==== Available data

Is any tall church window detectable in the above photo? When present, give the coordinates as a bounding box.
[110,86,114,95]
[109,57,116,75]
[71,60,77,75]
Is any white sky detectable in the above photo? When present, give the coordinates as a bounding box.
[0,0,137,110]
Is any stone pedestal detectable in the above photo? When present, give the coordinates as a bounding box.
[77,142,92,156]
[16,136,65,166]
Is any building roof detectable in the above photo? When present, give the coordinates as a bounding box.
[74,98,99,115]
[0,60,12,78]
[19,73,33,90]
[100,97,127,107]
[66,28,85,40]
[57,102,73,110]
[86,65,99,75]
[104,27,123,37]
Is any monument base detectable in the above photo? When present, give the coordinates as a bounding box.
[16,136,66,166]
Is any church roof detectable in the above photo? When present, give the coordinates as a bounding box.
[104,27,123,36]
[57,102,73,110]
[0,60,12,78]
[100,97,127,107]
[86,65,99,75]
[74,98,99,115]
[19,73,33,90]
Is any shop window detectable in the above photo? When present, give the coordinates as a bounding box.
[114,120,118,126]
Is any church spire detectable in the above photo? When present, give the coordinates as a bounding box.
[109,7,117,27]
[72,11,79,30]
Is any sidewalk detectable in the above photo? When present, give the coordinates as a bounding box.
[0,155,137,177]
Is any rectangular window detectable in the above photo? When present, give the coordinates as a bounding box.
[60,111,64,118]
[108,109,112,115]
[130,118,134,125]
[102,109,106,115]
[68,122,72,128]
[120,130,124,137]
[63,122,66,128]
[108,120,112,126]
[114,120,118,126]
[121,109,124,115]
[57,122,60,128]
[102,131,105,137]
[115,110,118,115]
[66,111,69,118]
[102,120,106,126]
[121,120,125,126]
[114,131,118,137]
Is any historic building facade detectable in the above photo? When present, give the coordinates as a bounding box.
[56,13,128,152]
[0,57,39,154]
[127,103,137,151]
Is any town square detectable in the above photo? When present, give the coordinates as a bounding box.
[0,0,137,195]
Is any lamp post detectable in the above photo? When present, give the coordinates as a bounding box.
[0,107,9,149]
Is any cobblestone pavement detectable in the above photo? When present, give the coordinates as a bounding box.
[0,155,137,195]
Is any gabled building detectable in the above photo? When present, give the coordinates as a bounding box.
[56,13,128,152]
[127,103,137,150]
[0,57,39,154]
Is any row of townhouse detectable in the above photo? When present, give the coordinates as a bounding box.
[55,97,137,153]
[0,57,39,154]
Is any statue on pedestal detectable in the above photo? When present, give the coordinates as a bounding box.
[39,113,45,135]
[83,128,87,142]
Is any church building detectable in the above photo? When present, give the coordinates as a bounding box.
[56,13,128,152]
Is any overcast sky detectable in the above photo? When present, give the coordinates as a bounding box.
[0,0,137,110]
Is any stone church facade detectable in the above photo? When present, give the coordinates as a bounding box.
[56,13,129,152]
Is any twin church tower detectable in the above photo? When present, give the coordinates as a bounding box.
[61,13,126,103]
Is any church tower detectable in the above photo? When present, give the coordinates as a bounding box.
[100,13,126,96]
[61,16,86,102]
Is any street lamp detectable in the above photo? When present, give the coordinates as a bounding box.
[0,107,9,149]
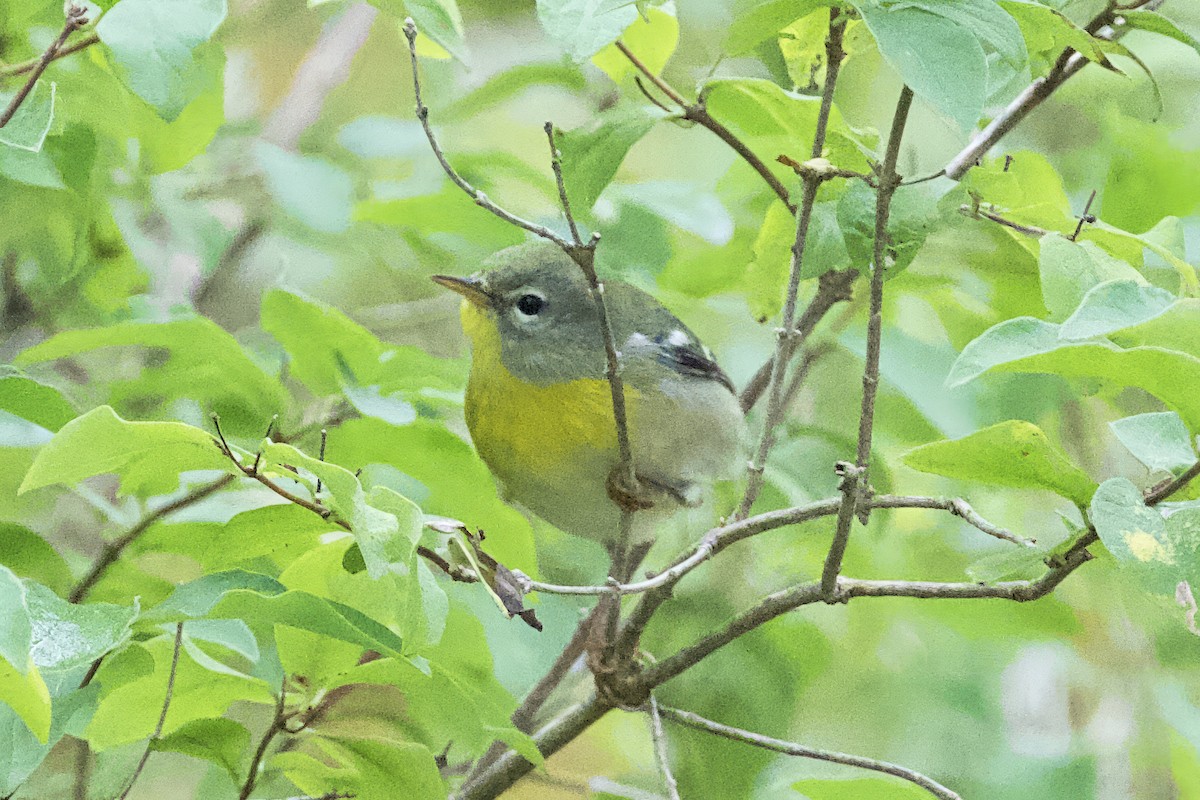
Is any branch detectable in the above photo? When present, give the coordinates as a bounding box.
[660,706,962,800]
[641,530,1099,688]
[67,475,234,603]
[616,38,796,213]
[238,687,288,800]
[733,7,846,519]
[118,622,184,800]
[514,494,1036,597]
[404,18,575,254]
[821,86,912,597]
[0,34,100,78]
[647,694,680,800]
[0,2,88,128]
[942,0,1164,180]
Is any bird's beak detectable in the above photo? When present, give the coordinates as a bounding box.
[431,275,492,308]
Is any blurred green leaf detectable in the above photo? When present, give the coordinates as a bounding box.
[1038,234,1145,319]
[150,717,250,783]
[96,0,227,122]
[255,140,354,234]
[1087,477,1180,591]
[18,405,235,494]
[16,316,286,433]
[0,80,58,152]
[1109,411,1196,473]
[0,372,78,431]
[538,0,637,61]
[25,581,139,678]
[1058,279,1175,339]
[722,0,833,55]
[904,420,1096,505]
[554,107,662,211]
[592,6,679,84]
[854,0,988,131]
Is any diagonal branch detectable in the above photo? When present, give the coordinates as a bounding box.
[658,706,962,800]
[821,86,912,597]
[616,38,796,213]
[733,7,846,519]
[0,2,88,128]
[116,622,184,800]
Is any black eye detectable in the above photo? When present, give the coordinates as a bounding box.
[517,294,546,317]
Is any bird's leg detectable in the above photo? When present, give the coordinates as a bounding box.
[605,464,654,511]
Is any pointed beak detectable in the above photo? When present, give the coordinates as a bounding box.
[430,275,492,308]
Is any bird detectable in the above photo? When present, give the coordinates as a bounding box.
[432,241,745,549]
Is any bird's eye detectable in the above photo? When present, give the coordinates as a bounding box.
[517,294,546,317]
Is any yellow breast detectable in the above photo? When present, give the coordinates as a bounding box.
[462,302,636,482]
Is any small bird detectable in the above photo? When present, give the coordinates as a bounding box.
[433,241,745,548]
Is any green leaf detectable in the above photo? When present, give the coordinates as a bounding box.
[140,570,403,655]
[0,567,34,674]
[25,581,139,678]
[150,717,250,783]
[946,314,1200,429]
[792,777,930,800]
[554,106,662,211]
[0,372,78,431]
[1038,234,1146,319]
[722,0,833,55]
[18,405,230,495]
[592,6,679,84]
[904,420,1096,505]
[0,79,58,152]
[1120,10,1200,60]
[96,0,227,122]
[0,522,72,591]
[271,738,446,800]
[255,140,354,234]
[538,0,637,61]
[1109,411,1196,473]
[892,0,1028,68]
[404,0,467,61]
[998,0,1117,72]
[1087,477,1180,591]
[1058,279,1175,339]
[16,316,287,435]
[854,0,988,131]
[262,441,422,579]
[0,658,50,745]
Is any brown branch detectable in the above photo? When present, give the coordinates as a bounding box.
[616,38,796,213]
[67,475,234,603]
[116,622,184,800]
[0,2,88,128]
[943,0,1164,180]
[0,34,100,78]
[659,706,962,800]
[821,86,912,599]
[733,8,846,519]
[238,687,289,800]
[646,694,680,800]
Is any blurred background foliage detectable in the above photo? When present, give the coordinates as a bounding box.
[0,0,1200,800]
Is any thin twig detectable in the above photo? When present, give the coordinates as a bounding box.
[821,86,912,599]
[733,8,846,519]
[67,475,234,603]
[660,706,962,800]
[647,694,680,800]
[514,494,1037,596]
[404,18,574,252]
[238,687,288,800]
[118,622,184,800]
[616,40,796,213]
[0,2,88,128]
[942,0,1164,180]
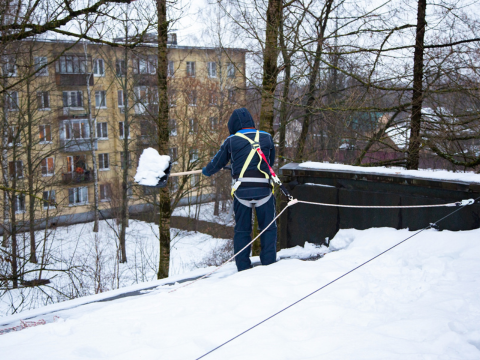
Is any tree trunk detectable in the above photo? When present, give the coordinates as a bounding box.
[278,12,292,168]
[260,0,282,136]
[119,36,130,263]
[83,42,99,232]
[407,0,427,170]
[2,79,10,248]
[26,61,37,264]
[295,0,333,162]
[157,0,172,279]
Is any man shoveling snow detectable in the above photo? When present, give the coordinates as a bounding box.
[202,108,277,271]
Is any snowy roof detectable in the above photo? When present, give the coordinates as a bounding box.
[282,161,480,184]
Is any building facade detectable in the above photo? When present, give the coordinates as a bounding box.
[2,35,246,228]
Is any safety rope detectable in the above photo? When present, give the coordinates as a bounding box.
[196,197,480,360]
[169,199,475,293]
[169,199,297,293]
[297,199,474,209]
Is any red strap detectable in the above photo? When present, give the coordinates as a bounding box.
[257,147,277,177]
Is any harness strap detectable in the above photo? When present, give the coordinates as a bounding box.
[237,178,270,184]
[234,193,273,208]
[231,130,293,201]
[231,130,270,196]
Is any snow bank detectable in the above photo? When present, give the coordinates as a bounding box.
[0,228,480,360]
[135,148,170,186]
[172,200,235,226]
[299,161,480,184]
[0,220,229,316]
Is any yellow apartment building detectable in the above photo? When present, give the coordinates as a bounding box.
[0,34,246,228]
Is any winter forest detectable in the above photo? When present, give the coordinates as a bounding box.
[0,0,480,359]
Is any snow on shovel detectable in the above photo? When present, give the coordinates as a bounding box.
[134,148,202,188]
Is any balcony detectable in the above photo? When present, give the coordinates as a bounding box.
[62,170,93,185]
[55,73,94,86]
[60,139,98,152]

========

§ **Exercise details**:
Output an exact copy of everything from the line containing "Is any building facade" down to the line containing "[0,34,246,228]", including both of those lines.

§ **Expected output**:
Is any building facade detectable in the above photo? When present, give the coordinates as a bounding box.
[2,35,246,228]
Is any safety rope detectable in the above photo? When present, give the coordinates as a bounding box.
[196,197,480,360]
[169,199,475,293]
[169,199,297,293]
[297,199,474,209]
Is any red strap detectable in the above photo? When present, give the coordinates as a bounding box.
[257,147,277,177]
Is any harness strap detectable in the above photo? When present, give the coordinates as a bounding box.
[237,178,270,184]
[234,193,273,208]
[231,130,293,201]
[231,130,270,196]
Is any snow bank detectable in the above photo? When present, give the coordinates as a bounding box.
[0,228,480,360]
[135,148,170,186]
[172,200,235,226]
[299,161,480,184]
[0,220,229,316]
Is any yellow apartment building detectable in the above photo? When present, give the coordinates as a bounding box.
[0,34,246,228]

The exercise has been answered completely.